TASK INPUTS
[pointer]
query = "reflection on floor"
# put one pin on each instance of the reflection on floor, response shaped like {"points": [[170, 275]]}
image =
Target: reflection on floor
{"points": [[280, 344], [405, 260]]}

AIM
Can you rewrite the listing above with every "reflection" changed to "shadow" and everything else left as it is?

RESPONSE BELOW
[pointer]
query = "shadow on floor"
# put one pin on each instance of the shadow on floor, response shaped like {"points": [[170, 275]]}
image =
Target: shadow on floor
{"points": [[280, 344], [405, 260]]}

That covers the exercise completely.